» Excerpted text:
****************************************

Skip to main content

Point-In-Time Recovery architecture

This document explains how cloudnative-mysql implements point-in-time recovery (PITR) for integrators. PITR combines a physical base backup with continuously archived MySQL binary logs, then restores the base backup and replays the archived logs to a requested recovery target.

The design is GTID first: object names and binlog file numbers are operational details, while recovery correctness is measured by whether the archived GTID set covers the target.

Scope

PITR supports recovery of a new Cluster from a completed Backup plus the source cluster's continuous binlog archive. The same targets also apply to raw object-store recovery (bootstrap.recovery.source), which resolves the base backup and binlog archive straight from S3 without a Backup CR. The recovery bootstrap can target:

  • targetGTID: replay up to an inclusive GTID set.
  • targetTime: replay until a wall-clock timestamp.
  • targetImmediate: stop as soon as the base backup is consistent.
  • An empty recoveryTarget: {} object: replay to the latest archived point.
  • No recoveryTarget: restore the physical base backup only.

PITR is a bootstrap operation. A recovering cluster starts from an empty PVC, restores the first primary in an init container, and then replicas clone from that recovered primary through the normal join path.

Components

Base backup

A Backup object creates a worker Job that streams an XtraBackup archive from a selected source instance over the instance-manager mTLS endpoint and uploads it to an S3-compatible object store. The upload writes:

  • backup.xbstream, the physical backup payload.

****************************************

» Material supplied:
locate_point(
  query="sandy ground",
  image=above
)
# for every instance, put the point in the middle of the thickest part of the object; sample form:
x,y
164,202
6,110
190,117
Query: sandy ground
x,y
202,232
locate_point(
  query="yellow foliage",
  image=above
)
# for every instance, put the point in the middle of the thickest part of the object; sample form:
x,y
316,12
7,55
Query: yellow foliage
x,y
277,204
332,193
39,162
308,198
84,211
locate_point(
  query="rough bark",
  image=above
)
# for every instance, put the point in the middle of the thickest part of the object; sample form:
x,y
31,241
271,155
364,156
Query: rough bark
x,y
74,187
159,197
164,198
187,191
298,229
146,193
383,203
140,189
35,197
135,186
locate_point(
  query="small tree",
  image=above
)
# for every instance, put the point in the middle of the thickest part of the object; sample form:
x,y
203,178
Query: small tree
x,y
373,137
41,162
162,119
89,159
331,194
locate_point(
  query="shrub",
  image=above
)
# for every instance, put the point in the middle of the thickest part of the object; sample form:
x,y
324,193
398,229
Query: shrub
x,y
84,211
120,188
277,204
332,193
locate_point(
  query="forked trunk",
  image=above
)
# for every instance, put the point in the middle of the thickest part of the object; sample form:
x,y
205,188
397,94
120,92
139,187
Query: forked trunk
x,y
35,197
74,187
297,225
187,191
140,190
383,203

****************************************

» Exercise details: From the point-in-time recovery text, quote the passage starting with "Point-In-Time Recovery architecture" and going on through "requested recovery target.".

» Solution for this problem:
Point-In-Time Recovery architecture

This document explains how cloudnative-mysql implements point-in-time recovery (PITR) for integrators. PITR combines a physical base backup with continuously archived MySQL binary logs, then restores the base backup and replays the archived logs to a requested recovery target.